Reputation: 157
I merged a list of lm summaries with a data.table.
Next, I extract a coefficient from the summaries and generate a new column containing the number.
My question is, why do I have to use lapply to complete such work?
For example, the following code worked.
new.DT <- old.DT[, result := lapply(X = results.of.lm, FUN = summary)] %>%
.[, beta := lapply(X = result, function(x) x$coefficients[2,1])]
While the following code failed.
new.DT <- old.DT[, result := lapply(X = results.of.lm, FUN = summary)] %>%
.[, beta := result$coefficients[2,1])]
However, for some functions I apply to columns in data.table (e.g. paste, substr or as.numeric), lapply was not necessary. I couldn't figure out what cause the difference. Thank you!
Upvotes: 0
Views: 559
Reputation: 24722
Presuming that old.DT
looks something like this:
grp results.of.lm
1: 1 <lm[12]>
2: 2 <lm[12]>
3: 3 <lm[12]>
then, after creating the result column using old.DT[, result:=lapply(results.of.lm,summary)]
, we note that result
is a list of lists
grp results.of.lm result
1: 1 <lm[12]> <summary.lm[11]>
2: 2 <lm[12]> <summary.lm[11]>
3: 3 <lm[12]> <summary.lm[11]>
Note that old.DT$result$coefficients is NULL, and thus beta:=result$coefficients[2,1]
will NOT return the desired result. Instead, your use of lapply does return the coefficients:
old.DT[, beta:=lapply(result, function(x) x$coefficients[2,1])][]
grp results.of.lm result beta
1: 1 <lm[12]> <summary.lm[11]> -0.2819342
2: 2 <lm[12]> <summary.lm[11]> 0.1645671
3: 3 <lm[12]> <summary.lm[11]> 0.2215897
Upvotes: 1

________________________________________

The tasks>
(a) Answer these about the data.table thread:
(i) Which functions does the asker name as ones that worked on columns without lapply?
(ii) What does the reply say old.DT$result$coefficients is?
(iii) What beta value is shown for grp 3?
(b) Print everything in the data.table thread from "Reputation: 157" down to "difference. Thank you!".

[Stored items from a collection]
________________________________________

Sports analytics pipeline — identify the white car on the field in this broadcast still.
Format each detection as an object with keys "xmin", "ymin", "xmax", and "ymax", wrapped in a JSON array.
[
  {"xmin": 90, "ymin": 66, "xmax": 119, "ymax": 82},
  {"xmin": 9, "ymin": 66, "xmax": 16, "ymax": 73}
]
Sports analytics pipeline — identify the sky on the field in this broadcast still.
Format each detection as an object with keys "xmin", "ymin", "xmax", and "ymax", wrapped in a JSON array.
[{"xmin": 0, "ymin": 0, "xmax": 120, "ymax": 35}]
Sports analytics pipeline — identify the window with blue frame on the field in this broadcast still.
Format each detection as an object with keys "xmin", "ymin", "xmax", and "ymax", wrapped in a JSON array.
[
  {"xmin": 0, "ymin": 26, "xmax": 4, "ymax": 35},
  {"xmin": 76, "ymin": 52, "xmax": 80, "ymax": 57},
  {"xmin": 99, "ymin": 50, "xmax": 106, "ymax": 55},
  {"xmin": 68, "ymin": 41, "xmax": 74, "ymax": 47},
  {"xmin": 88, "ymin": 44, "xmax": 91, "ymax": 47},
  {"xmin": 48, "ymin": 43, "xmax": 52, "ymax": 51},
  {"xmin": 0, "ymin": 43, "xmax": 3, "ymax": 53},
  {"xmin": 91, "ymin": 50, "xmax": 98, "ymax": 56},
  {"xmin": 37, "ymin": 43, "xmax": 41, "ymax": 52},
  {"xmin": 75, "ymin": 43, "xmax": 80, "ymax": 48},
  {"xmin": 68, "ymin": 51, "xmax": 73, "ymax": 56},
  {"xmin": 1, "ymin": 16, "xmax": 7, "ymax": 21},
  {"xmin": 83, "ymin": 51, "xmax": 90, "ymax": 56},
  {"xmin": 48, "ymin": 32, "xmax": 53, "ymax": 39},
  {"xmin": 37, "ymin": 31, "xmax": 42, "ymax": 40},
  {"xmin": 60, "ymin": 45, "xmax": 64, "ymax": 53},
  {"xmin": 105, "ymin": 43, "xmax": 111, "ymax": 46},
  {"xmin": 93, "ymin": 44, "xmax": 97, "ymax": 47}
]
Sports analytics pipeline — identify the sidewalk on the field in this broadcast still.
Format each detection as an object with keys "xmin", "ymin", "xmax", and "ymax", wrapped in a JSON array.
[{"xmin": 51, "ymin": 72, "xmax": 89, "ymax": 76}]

________________________________________

Solutions by task>
(a)
(i) paste, substr and as.numeric
(ii) NULL
(iii) 0.2215897

(b)
Reputation: 157
I merged a list of lm summaries with a data.table.
Next, I extract a coefficient from the summaries and generate a new column containing the number.
My question is, why do I have to use lapply to complete such work?
For example, the following code worked.
new.DT <- old.DT[, result := lapply(X = results.of.lm, FUN = summary)] %>%
.[, beta := lapply(X = result, function(x) x$coefficients[2,1])]
While the following code failed.
new.DT <- old.DT[, result := lapply(X = results.of.lm, FUN = summary)] %>%
.[, beta := result$coefficients[2,1])]
However, for some functions I apply to columns in data.table (e.g. paste, substr or as.numeric), lapply was not necessary. I couldn't figure out what cause the difference. Thank you!